SET OF TASKS:
**1)** In the biography of Louis Marshall Martin, in what year was he elected a Justice of the Peace in the Town of Kirkland?
**2)** Carry on the biography of Louis Marshall Martin from its last sentence.

Louis Marshall Martin (November 25, 1863 – March 1940) was an American lawyer and politician from New York.

Life
He was born on November 25, 1863, in Madison, Madison County, New York. He attended school and worked on the family farm. He graduated from Hamilton Union School in 1880, and from Clinton Grammar School in 1885. From 1887 to 1890, he taught school, and read law. In 1888, he was elected a Justice of the Peace in the Town of Kirkland. In 1889, he married M. Louise Foucher (1869–1956). He was Principal of the Clinton Public School from 1889 to 1890 when he was admitted to the bar. He practiced law in Clinton, and entered politics as a Republican.

Martin was a member of the New York State Assembly (Oneida Co., 2nd D.) in 1898, 1899 and 1900; and was Chairman of the Committee on Internal Affairs of Towns and Counties in 1900. Afterwards he was a Deputy New York Attorney General.

Data records
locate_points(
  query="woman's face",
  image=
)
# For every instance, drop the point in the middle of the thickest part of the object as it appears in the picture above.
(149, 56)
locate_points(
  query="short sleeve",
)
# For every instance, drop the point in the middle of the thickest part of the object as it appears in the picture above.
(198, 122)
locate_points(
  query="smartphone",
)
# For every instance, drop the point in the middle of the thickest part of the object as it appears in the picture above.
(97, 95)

--

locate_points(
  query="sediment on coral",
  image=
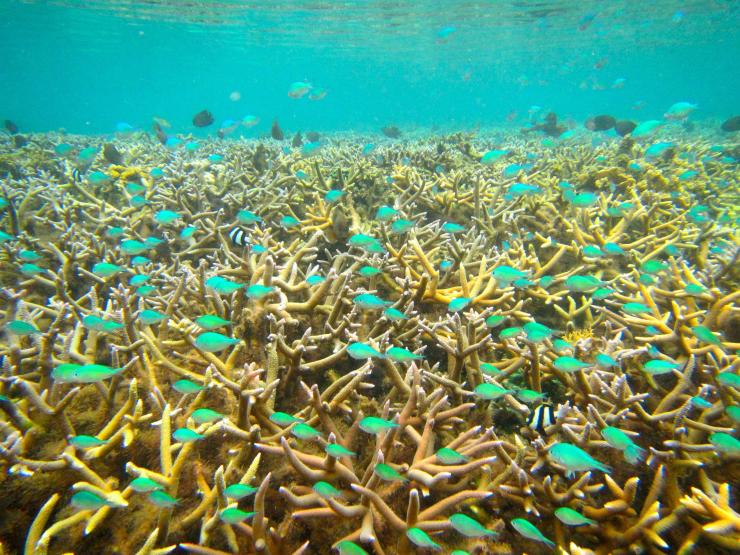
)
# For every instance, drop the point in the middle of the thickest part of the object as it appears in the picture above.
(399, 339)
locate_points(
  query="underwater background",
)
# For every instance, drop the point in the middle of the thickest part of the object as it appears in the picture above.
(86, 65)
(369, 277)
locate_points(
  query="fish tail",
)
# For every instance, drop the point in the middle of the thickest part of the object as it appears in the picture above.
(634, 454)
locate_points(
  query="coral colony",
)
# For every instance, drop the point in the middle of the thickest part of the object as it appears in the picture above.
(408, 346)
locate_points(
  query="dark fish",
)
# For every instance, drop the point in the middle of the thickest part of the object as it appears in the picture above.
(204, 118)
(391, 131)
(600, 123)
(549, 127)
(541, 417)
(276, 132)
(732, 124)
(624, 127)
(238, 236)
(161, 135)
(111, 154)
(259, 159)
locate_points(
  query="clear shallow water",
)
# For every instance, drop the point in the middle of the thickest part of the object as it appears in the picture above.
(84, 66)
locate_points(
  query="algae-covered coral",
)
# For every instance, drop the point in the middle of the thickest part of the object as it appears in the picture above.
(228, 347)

ANSWERS TO THE EXERCISE:
**1)** 1888

**2)**
He was again a member of the State Assembly in 1916, 1917, 1918, 1919, 1920 and 1921. He was Chairman of the Committee on the Judiciary from 1920 to 1921, and as such presided over the trial of the five Socialist assemblymen in 1920 which ended with their expulsion from the Assembly.

Martin was a justice of the New York Supreme Court (5th D.) from 1922 to 1926 when he resigned because of ill health.

He died on March 1, 1940, in St. Elizabeth's Hospital in Utica, New York; and was buried at the Sunset Hill Cemetery in Clinton.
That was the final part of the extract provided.